◆ **Exercise task 1**: According to the article on the war on terror, why is the collaboration between Kenya and the West, and its brutality, hardly news? Answer in one to three sentences.
◆ **Exercise task 2**: Retype the part of the war-on-terror article that starts with the words "There is an" and ends after the words "W Bush administration.".

◆ **Text extract**:
(begin)
RADICALISATION

War on terror: West's brutal tactics will come at longterm expense of instability

UK report brings to mind similarities between the way the global war on terror is waged and the British effort to put down what came to be known as the Mau Mau uprising

In Summary

• A declassified report shows the US and the UK have been arming and training a secret Kenyan paramilitary team that has committed atrocities against civilians under the guise of fighting terrorism.

•  The brutal tactics used by the West and its allies may enjoy short-term success but will come at the long-term expense of entrenched instability, hostility, fear and conflict.

An investigation by Declassified UK has revealed that for more than 15 years, US and UK security agencies have been waging a covert war in Kenya.

They have been arming and training a secret Kenyan paramilitary team that has committed atrocities against civilians and violated Kenyan laws under the guise of fighting terrorism.

While the report does important work in documenting this, the collaboration between Kenya and the West and its brutality is hardly news. Reports of Kenyan agencies working with their Western counterparts to disappear, rendition, torture and murder local terror suspects are legion, and have appeared regularly in Kenyan and international press for decades.

 

However, the Declassified UK report brings to mind startling similarities between the way the global war on terror is waged and the British effort to put down what came to be known as the Mau Mau uprising nearly 70 years ago.

The British sought to paint the rebellion as a reflection of the innate savagery and primitivity of Black Africans and to deny the fighters in the forests had any legitimate grievances or practical visions of the future.

The press, in Kenya and in the West, was inundated with propaganda generated by the Colonial Office in London.

The world knows [the KLFA] by a title of abuse and ridicule with which it was described by one of its bitterest opponents
JM Kariuki

"All we heard was how savage Mau Mau was," Caroline Elkins, author of the influential book on colonial atrocities during that period, British Gulag, quotes John Nottingham, then a young colonial officer, as saying. "Just completely atavistic, and somehow had to be gotten rid of, regardless of how this was done."

According to the British, the conflict pitted the peaceful, progressive and enlightened forces of White colonialism against the dark, evil, foul and secretive filth of the degraded Mau Mau. The name was an attempt to associate the movement with the idea of savagery. It did not originate with the fighters. In fact, they actively rejected it.

In a 1953 Charter, introducing the movement, Dedan Kimathi, the leader, declared: "We reject being called [Mau Mau or] terrorists for demanding our people's rights. [It is derogatory]. We are the Kenya Land [and] Freedom Army."

Kenyan politician Josiah Mwangi 'JM' Kariuki, who was interned in prison camps from 1953-60 for channelling resources to the fighters and eventually murdered by the state agents of independent Kenya, later wrote: "The world knows [the KLFA] by a title of abuse and ridicule with which it was described by one of its bitterest opponents."

 
 

Compare this with the descriptions of those today fighting against Western domination of Middle Eastern societies as anachronistic, long-bearded, cave-dwelling atavists defined by their brutality rather than by the aims they espouse.

There is an entrenched resistance to the idea that those who espouse a violent overthrow of the current world order can either have legitimate reasons for doing so or espouse rational alternatives to their exploitation.

This resistance manifests in the tendency to employ simplistic, binary views of conflict and the zero-sum, with-us-or-against-us rhetoric pioneered by the George W Bush administration.
(end)
◆ **Entries**:
(begin)
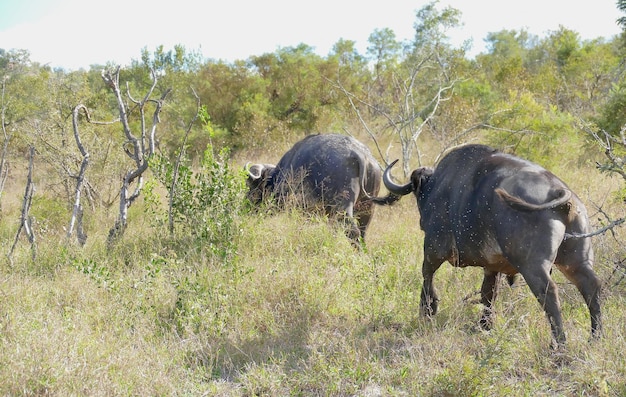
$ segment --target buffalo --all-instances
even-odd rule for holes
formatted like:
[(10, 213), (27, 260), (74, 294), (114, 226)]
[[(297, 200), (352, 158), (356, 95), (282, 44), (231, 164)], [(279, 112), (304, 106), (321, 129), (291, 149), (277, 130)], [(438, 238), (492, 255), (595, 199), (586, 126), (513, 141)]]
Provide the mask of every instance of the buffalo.
[(450, 151), (435, 168), (414, 170), (404, 185), (390, 176), (397, 161), (383, 173), (389, 195), (373, 201), (392, 204), (409, 193), (417, 199), (424, 231), (424, 315), (437, 313), (433, 277), (444, 261), (484, 269), (480, 325), (487, 330), (493, 325), (499, 274), (512, 280), (519, 273), (547, 314), (553, 346), (562, 346), (566, 337), (551, 278), (554, 264), (582, 294), (592, 336), (600, 335), (601, 286), (592, 269), (591, 241), (585, 237), (587, 212), (562, 180), (530, 161), (478, 144)]
[(321, 208), (347, 224), (346, 234), (360, 247), (374, 211), (382, 170), (363, 143), (340, 134), (309, 135), (278, 164), (246, 165), (248, 199), (284, 206)]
(end)
◆ **Result 1**: Reports of Kenyan agencies working with their Western counterparts to disappear, render, torture and murder local terror suspects are legion. Such reports have appeared regularly in the Kenyan and international press for decades.

◆ **Result 2**:
There is an entrenched resistance to the idea that those who espouse a violent overthrow of the current world order can either have legitimate reasons for doing so or espouse rational alternatives to their exploitation.

This resistance manifests in the tendency to employ simplistic, binary views of conflict and the zero-sum, with-us-or-against-us rhetoric pioneered by the George W Bush administration.